### EXTRAIT DU TEXTE
===

Machine Head – The Blackening

Annoncé par Robb Flynn himself comme le ‘Master Of Puppets‘ des années 2000, le nouvel opus de Machine Head, ‘The Blackening‘, était plus qu’attendu au tournant. Sans tortiller du cul plus longtemps, à mon humble avis de fan de la première heure, la réponse est évidemment un grand OUI. Bon alors, je sens que certains commencent à piaffer… OK, quand je réponds oui à cette déclaration, je suis bien d’accord, on est loin du Metallica de cette époque (même si la filiation est un peu là quand même), mais là où je rejoins les pensées du Sieur Flynn c’est que je pense (et j’espère) que cet album fera date à l’instar de Master Of Puppets. Allez, on s’était dit rendez-vous dans vingt ans…et si je me lourde, je paye mon coup !
Alors je sais bien que, malgré une base fervente de fans dont je fais partie, Machine Head ne fait pas l’unanimité absolue dans la communauté métal (tant pis…et tant mieux d’ailleurs !) mais bon, cet album présente tout même des éléments de qualité indéniable type AOC Bay Area.

===

### ENTRÉES AFFICHÉES

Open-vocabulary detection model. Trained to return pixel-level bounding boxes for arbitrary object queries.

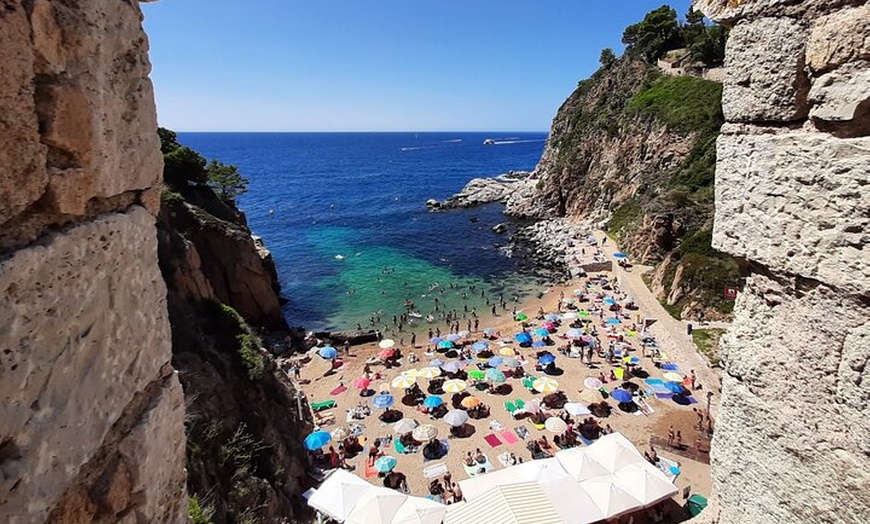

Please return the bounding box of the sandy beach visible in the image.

===

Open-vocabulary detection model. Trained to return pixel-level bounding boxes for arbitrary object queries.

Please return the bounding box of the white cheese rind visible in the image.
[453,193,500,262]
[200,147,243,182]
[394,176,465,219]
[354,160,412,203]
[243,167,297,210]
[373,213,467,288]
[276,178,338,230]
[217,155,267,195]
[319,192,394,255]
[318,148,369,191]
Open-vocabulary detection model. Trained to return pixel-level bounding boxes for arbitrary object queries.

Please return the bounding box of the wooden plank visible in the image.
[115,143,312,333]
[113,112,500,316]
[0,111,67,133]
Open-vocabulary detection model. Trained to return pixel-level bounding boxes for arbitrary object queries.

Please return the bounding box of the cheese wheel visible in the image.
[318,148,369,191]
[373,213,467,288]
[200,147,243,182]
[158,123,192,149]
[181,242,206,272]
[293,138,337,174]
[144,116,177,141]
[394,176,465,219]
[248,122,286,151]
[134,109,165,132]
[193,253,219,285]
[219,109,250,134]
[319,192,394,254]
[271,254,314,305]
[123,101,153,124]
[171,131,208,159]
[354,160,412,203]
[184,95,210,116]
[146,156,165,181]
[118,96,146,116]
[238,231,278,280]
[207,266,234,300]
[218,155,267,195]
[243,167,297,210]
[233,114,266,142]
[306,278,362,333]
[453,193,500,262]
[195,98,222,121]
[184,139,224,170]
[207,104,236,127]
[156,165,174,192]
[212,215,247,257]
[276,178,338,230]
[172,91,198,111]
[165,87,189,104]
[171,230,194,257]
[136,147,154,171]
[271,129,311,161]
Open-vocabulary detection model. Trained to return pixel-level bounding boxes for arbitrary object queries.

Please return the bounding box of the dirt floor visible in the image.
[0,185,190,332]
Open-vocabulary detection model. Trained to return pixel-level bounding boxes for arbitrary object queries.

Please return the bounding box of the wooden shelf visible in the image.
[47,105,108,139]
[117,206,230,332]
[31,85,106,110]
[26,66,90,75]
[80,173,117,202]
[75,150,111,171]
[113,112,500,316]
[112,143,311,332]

===

### DESCRIPTION DU PROBLÈME
Reprenez la critique de l'album « The Blackening » de Machine Head à la suite de sa dernière phrase.

### RÉPONSE
Digne successeur de ‘Through The Ashes Of Empires‘, ‘The Blackening‘ reste dans la lignée du précédent album tant dans l’énergie que dans cette « rien à perdre » attitude. Encore une fois, c’est le Robb qui se colle dernière les manettes (preuve qu’il sait bien où il veut emmener son petit monde) et est rallié au mixage par l’incontournable Colin Richardson (Fear Factory, Chimaira, Dearly Beheaded…). La progression du groupe est tout à fait logique car, là où ‘Through The Ashes‘ démontrait un « savoir faire Machine Head », ‘The Blackening‘ porte le tout à un niveau (voire même plusieurs) au-dessus en ce qui concerne l’intensité et la créativité.
Parce que, oui, au niveau créativité, et comme dirait mon restaurateur chinois préféré, qu’on aime ou pas, il faut bien reconnaître que nos p’tits gars se sont creusés le ciboulot. J’en veux pour preuve quatre morceaux sur huit passant la barre des neuf minutes, des riffs enragés et variés à chaque chanson ainsi qu’une cargaison de soli plus inventifs les uns que les autres. Avertissement aux personnes allergiques aux soli : cet album n’est pas pour vous !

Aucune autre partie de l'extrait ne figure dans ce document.